PROBLEMA PROPOSTO:
Coloque em uma lista JSON de strings as linhas abaixo, uma string para cada linha e sem as linhas em branco, começando na linha que contém "eyeglasses --coords pixels" e terminando na última linha, ambas incluídas.
----
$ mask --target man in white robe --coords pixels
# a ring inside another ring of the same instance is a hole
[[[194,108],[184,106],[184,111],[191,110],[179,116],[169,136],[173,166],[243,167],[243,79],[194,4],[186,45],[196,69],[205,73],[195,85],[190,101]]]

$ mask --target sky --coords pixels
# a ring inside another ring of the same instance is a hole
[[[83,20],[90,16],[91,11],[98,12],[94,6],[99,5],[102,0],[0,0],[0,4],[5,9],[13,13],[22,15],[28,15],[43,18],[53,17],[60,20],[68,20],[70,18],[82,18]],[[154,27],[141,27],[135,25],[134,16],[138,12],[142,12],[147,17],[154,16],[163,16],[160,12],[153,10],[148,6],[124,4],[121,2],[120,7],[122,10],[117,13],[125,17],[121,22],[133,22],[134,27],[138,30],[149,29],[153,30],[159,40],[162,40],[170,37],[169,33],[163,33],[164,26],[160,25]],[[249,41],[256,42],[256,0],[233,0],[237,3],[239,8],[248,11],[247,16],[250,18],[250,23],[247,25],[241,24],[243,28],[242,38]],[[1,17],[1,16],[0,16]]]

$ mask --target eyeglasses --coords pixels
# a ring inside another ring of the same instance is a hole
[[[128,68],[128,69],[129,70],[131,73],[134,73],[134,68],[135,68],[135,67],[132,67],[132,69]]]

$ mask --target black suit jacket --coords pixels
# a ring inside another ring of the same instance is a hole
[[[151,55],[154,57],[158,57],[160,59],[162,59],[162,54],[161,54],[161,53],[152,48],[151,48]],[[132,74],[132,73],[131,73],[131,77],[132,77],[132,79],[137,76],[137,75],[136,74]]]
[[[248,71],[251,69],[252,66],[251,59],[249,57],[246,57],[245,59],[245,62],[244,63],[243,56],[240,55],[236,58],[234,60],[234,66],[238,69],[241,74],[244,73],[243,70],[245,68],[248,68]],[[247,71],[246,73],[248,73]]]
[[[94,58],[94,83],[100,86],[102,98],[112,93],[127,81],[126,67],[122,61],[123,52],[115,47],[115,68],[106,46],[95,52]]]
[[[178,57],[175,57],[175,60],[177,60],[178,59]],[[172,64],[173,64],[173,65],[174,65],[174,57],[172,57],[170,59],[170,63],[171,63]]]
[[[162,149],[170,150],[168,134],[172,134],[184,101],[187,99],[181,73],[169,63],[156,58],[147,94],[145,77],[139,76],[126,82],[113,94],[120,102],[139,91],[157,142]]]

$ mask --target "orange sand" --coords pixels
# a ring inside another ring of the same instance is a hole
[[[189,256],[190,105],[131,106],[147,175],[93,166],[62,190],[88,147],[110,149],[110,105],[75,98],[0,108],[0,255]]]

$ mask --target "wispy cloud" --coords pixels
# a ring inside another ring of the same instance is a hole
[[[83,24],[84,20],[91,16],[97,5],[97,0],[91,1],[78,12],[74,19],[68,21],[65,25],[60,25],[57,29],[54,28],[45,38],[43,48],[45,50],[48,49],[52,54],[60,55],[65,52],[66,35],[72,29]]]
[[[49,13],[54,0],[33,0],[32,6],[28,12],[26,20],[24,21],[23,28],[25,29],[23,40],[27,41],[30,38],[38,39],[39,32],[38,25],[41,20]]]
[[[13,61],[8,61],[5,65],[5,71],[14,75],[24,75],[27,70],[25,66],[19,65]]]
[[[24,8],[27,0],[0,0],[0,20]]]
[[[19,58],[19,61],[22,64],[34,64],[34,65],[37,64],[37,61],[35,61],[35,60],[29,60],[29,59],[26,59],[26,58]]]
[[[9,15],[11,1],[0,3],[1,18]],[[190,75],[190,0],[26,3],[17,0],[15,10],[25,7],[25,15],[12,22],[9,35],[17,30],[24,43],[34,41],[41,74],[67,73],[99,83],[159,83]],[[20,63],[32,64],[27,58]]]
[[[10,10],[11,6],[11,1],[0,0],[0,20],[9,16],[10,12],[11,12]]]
----
RESPOSTA À TAREFA:
[
  "$ mask --target eyeglasses --coords pixels",
  "# a ring inside another ring of the same instance is a hole",
  "[[[128,68],[128,69],[129,70],[131,73],[134,73],[134,68],[135,68],[135,67],[132,67],[132,69]]]",
  "$ mask --target black suit jacket --coords pixels",
  "# a ring inside another ring of the same instance is a hole",
  "[[[151,55],[154,57],[158,57],[160,59],[162,59],[162,54],[161,54],[161,53],[152,48],[151,48]],[[132,74],[132,73],[131,73],[131,77],[132,77],[132,79],[137,76],[137,75],[136,74]]]",
  "[[[248,71],[251,69],[252,66],[251,59],[249,57],[246,57],[245,59],[245,62],[244,63],[243,56],[240,55],[236,58],[234,60],[234,66],[238,69],[241,74],[244,73],[243,70],[245,68],[248,68]],[[247,71],[246,73],[248,73]]]",
  "[[[94,58],[94,83],[100,86],[102,98],[112,93],[127,81],[126,67],[122,61],[123,52],[115,47],[115,68],[106,46],[95,52]]]",
  "[[[178,57],[175,57],[175,60],[177,60],[178,59]],[[172,64],[173,64],[173,65],[174,65],[174,57],[172,57],[170,59],[170,63],[171,63]]]",
  "[[[162,149],[170,150],[168,134],[172,134],[184,101],[187,99],[181,73],[169,63],[156,58],[147,94],[145,77],[139,76],[126,82],[113,94],[120,102],[139,91],[157,142]]]",
  "$ mask --target \"orange sand\" --coords pixels",
  "# a ring inside another ring of the same instance is a hole",
  "[[[189,256],[190,105],[131,106],[147,175],[93,166],[62,190],[88,147],[110,149],[110,105],[75,98],[0,108],[0,255]]]",
  "$ mask --target \"wispy cloud\" --coords pixels",
  "# a ring inside another ring of the same instance is a hole",
  "[[[83,24],[84,20],[91,16],[97,5],[97,0],[91,1],[78,12],[74,19],[68,21],[65,25],[60,25],[57,29],[54,28],[45,38],[43,48],[45,50],[48,49],[52,54],[60,55],[65,52],[66,35],[72,29]]]",
  "[[[49,13],[54,0],[33,0],[32,6],[28,12],[26,20],[24,21],[23,28],[25,29],[23,40],[27,41],[30,38],[38,39],[39,32],[38,25],[41,20]]]",
  "[[[13,61],[8,61],[5,65],[5,71],[14,75],[24,75],[27,70],[25,66],[19,65]]]",
  "[[[24,8],[27,0],[0,0],[0,20]]]",
  "[[[19,58],[19,61],[22,64],[34,64],[34,65],[37,64],[37,61],[35,61],[35,60],[29,60],[29,59],[26,59],[26,58]]]",
  "[[[9,15],[11,1],[0,3],[1,18]],[[190,75],[190,0],[26,3],[17,0],[15,10],[25,7],[25,15],[12,22],[9,35],[17,30],[24,43],[34,41],[41,74],[67,73],[99,83],[159,83]],[[20,63],[32,64],[27,58]]]",
  "[[[10,10],[11,6],[11,1],[0,0],[0,20],[9,16],[10,12],[11,12]]]"
]